:: Supplied text ::
=== Section Start ===

The Daniel children share more than just a familial bond and childhood memories. They share a genetic mutation that puts them at risk of developing a life-threatening heart condition. When their dad died suddenly at age 68, it was a wake-up call for the whole family.
Monica, one of four siblings, was referred to the Stanford Center for Inherited Cardiovascular Disease after her older sister Kristina was diagnosed with hypertrophic cardiomyopathy. Kristina’s diagnosis set off a cascade of events meant to protect her, her siblings and their families.
“I always thought something was off, but no one could really tell me what until coming to Stanford,” said Monica, who had a history of intermittent heart irregularities such as a rapid heart rate, chest pain and an irregular heartbeat. At her first appointment at the Stanford Center for Inherited Cardiovascular Disease, Monica underwent a series of tests to determine how her heart worked at both rest and exercise. She met with the team—Cardiologist Euan Ashley, MD; Clinical Nurse Specialist Heidi Salisbury, CNS; and Genetic Counselor Mitchell Pariani, MS, CGC. A follow-up MRI confirmed Dr. Ashley’s hunch. Monica’s heart showed minor symptoms of hypertrophic cardiomyopathy. “This is a disease where a genetic change in the gene that codes for the heart muscle causes the heart to become thicker and stiffer,” said Dr. Ashley. Hypertrophic cardiomyopathy can be associated with irregular heart rhythms, exercise intolerance, shortness of breath, chest pain and sudden death. Because of Monica’s young age and active lifestyle, Dr. Ashley recommended she have a small defibrillator implanted under her skin to monitor her every heartbeat.

=== Section End ===

:: Dataset records ::
=== Section Start ===

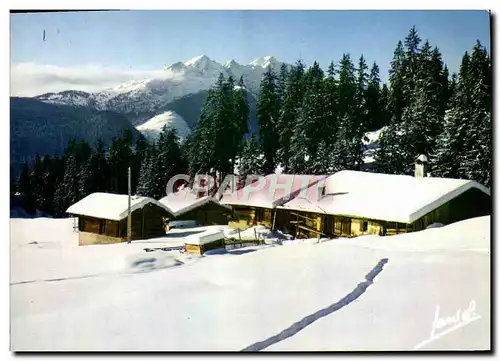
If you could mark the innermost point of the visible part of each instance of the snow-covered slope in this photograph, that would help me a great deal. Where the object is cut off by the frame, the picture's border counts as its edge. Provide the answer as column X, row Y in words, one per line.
column 138, row 98
column 153, row 127
column 426, row 290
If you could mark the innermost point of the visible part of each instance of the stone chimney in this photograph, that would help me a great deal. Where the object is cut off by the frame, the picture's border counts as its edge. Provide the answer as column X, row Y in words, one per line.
column 421, row 166
column 321, row 192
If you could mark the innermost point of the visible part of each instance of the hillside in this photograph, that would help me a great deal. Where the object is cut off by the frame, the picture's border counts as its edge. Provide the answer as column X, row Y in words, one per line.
column 38, row 127
column 366, row 293
column 140, row 100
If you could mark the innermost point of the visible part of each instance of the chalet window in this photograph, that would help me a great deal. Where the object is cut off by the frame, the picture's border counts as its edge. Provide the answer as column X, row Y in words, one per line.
column 102, row 226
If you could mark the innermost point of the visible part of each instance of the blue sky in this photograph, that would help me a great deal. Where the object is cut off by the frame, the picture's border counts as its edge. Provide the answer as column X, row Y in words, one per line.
column 151, row 39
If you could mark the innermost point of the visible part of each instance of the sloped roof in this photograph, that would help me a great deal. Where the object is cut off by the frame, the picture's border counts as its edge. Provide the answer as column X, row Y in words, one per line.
column 276, row 190
column 184, row 200
column 110, row 206
column 396, row 198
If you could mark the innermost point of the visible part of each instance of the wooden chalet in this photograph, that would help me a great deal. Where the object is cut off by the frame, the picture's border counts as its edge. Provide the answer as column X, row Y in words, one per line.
column 256, row 203
column 102, row 218
column 185, row 204
column 358, row 203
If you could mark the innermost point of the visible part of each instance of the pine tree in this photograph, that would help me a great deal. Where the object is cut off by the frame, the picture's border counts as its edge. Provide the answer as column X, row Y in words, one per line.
column 267, row 115
column 241, row 112
column 397, row 99
column 168, row 157
column 281, row 84
column 120, row 159
column 49, row 181
column 148, row 183
column 346, row 151
column 251, row 160
column 37, row 184
column 68, row 191
column 139, row 153
column 85, row 178
column 330, row 99
column 292, row 99
column 374, row 106
column 13, row 185
column 476, row 162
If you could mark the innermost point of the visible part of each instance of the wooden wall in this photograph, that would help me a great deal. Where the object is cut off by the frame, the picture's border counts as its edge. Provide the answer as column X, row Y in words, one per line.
column 245, row 217
column 87, row 238
column 147, row 222
column 470, row 204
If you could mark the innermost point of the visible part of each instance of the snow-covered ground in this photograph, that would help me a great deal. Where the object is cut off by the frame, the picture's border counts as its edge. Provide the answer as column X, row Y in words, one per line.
column 308, row 296
column 154, row 126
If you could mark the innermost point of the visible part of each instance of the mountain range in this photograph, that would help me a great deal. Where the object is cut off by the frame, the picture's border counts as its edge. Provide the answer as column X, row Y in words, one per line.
column 43, row 124
column 139, row 100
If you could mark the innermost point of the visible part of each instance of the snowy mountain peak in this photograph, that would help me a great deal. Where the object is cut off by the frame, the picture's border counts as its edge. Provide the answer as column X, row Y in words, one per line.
column 201, row 61
column 264, row 61
column 177, row 66
column 231, row 64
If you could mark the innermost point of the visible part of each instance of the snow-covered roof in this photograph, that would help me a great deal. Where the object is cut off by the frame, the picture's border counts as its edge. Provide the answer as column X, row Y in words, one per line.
column 111, row 206
column 422, row 158
column 274, row 190
column 396, row 198
column 185, row 200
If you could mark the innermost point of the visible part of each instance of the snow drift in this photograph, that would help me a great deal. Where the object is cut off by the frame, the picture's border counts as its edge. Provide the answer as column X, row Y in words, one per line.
column 366, row 293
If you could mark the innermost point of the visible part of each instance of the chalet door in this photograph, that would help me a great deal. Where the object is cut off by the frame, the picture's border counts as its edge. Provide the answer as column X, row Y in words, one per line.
column 346, row 226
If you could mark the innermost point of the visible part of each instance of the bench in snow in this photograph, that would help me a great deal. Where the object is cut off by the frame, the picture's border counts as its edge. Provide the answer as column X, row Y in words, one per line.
column 202, row 242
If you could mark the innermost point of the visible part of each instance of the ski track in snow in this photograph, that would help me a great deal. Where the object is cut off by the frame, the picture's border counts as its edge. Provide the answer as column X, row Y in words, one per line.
column 308, row 320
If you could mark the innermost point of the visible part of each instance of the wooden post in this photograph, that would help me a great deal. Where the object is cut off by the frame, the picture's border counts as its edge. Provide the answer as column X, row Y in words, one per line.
column 274, row 219
column 129, row 217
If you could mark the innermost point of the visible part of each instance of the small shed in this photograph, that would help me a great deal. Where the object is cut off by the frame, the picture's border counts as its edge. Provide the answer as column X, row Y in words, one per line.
column 102, row 218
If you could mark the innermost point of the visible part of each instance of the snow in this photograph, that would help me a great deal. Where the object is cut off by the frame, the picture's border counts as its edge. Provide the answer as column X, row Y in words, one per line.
column 174, row 82
column 297, row 293
column 372, row 195
column 110, row 206
column 274, row 190
column 205, row 237
column 185, row 200
column 264, row 61
column 154, row 126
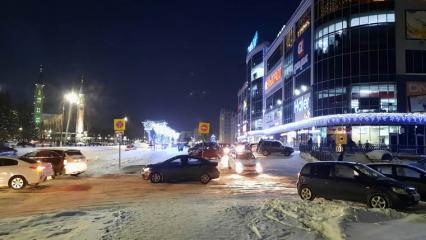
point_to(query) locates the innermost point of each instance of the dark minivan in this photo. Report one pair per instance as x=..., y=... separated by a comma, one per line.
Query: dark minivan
x=182, y=168
x=410, y=175
x=267, y=147
x=354, y=182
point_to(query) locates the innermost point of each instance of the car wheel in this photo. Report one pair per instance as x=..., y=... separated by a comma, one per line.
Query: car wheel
x=378, y=201
x=17, y=182
x=386, y=157
x=204, y=178
x=155, y=178
x=306, y=193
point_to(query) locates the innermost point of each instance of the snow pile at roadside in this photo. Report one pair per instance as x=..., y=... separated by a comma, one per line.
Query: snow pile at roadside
x=278, y=219
x=77, y=224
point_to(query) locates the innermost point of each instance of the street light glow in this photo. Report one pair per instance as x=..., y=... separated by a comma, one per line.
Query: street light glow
x=71, y=97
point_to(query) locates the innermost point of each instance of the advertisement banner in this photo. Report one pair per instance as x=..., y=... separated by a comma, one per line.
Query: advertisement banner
x=302, y=107
x=416, y=88
x=301, y=52
x=418, y=104
x=273, y=118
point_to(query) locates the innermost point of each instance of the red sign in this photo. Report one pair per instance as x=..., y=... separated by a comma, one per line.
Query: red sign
x=273, y=78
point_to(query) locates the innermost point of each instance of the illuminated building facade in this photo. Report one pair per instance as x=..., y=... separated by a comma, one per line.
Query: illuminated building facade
x=39, y=100
x=360, y=64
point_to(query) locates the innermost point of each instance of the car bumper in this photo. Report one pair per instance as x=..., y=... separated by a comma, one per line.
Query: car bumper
x=399, y=200
x=75, y=168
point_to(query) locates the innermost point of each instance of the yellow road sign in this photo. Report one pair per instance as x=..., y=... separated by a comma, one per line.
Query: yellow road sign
x=203, y=128
x=119, y=125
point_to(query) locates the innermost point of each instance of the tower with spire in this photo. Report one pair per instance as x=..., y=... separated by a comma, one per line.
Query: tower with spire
x=39, y=99
x=80, y=112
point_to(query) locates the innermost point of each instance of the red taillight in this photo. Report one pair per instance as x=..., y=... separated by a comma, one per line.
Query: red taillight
x=37, y=168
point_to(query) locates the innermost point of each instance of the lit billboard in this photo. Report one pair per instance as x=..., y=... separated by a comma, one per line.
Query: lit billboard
x=415, y=22
x=301, y=52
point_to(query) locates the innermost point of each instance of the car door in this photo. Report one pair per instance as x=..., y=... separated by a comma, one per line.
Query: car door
x=412, y=177
x=321, y=180
x=173, y=169
x=348, y=184
x=194, y=167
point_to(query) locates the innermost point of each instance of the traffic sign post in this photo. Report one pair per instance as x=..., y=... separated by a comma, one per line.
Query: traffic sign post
x=119, y=127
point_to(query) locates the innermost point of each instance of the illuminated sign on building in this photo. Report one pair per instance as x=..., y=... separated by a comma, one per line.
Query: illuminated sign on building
x=302, y=107
x=273, y=78
x=301, y=53
x=273, y=118
x=253, y=42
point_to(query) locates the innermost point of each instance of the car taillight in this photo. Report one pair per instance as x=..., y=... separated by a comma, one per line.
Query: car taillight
x=38, y=168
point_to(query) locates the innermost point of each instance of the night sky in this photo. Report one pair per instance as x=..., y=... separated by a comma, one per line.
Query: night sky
x=179, y=61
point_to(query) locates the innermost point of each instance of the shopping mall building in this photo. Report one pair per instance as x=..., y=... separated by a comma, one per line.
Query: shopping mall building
x=345, y=71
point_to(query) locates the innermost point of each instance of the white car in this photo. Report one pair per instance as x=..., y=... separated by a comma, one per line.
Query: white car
x=245, y=163
x=16, y=173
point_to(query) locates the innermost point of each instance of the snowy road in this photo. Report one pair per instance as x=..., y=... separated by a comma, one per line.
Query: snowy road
x=106, y=203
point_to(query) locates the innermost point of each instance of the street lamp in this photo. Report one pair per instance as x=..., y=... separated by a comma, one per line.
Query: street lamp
x=71, y=98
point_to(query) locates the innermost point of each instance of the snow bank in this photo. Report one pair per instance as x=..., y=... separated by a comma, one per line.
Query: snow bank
x=278, y=219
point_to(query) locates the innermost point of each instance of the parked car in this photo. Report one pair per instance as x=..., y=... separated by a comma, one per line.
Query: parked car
x=420, y=164
x=354, y=182
x=47, y=156
x=266, y=147
x=181, y=168
x=410, y=175
x=75, y=162
x=17, y=174
x=206, y=150
x=24, y=144
x=245, y=163
x=7, y=151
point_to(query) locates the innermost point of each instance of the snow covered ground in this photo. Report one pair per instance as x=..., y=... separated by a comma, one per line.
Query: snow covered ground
x=109, y=203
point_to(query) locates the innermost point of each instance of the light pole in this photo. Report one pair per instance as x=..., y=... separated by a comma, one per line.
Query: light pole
x=71, y=98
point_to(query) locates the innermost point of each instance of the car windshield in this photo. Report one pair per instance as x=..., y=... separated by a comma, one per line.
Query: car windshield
x=368, y=171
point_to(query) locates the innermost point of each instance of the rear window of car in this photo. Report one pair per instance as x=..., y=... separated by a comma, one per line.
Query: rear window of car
x=306, y=170
x=32, y=161
x=322, y=170
x=73, y=153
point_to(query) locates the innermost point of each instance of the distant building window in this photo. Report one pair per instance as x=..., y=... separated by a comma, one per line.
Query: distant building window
x=415, y=61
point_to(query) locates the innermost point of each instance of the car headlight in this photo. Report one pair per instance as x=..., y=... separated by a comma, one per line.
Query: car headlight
x=399, y=190
x=238, y=167
x=239, y=149
x=226, y=150
x=259, y=168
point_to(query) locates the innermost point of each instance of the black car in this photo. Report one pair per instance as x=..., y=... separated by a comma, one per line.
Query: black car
x=410, y=175
x=49, y=156
x=354, y=182
x=181, y=168
x=7, y=151
x=267, y=147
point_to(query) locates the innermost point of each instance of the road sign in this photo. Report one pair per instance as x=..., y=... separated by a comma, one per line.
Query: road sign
x=203, y=128
x=119, y=125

=== Section End ===

:: Check your understanding ::
A. Using the Daniel family article, decide whether each statement agrees with it. Answer yes or no for each and quote the words that decide it: (i) The siblings' father died suddenly at age 68. (ii) Monica was diagnosed before her sister Kristina. (iii) Dr. Ashley recommended that Monica have a small defibrillator implanted under her skin.
B. According to the Daniel family article, what did Monica's follow-up MRI show?

:: Set of answers ::
A.
(i) Yes: "When their dad died suddenly at age 68"
(ii) No: "was referred to the Stanford Center for Inherited Cardiovascular Disease after her older sister Kristina was diagnosed with hypertrophic cardiomyopathy"
(iii) Yes: "Dr. Ashley recommended she have a small defibrillator implanted under her skin to monitor her every heartbeat"

B. Monica's heart showed minor symptoms of hypertrophic cardiomyopathy.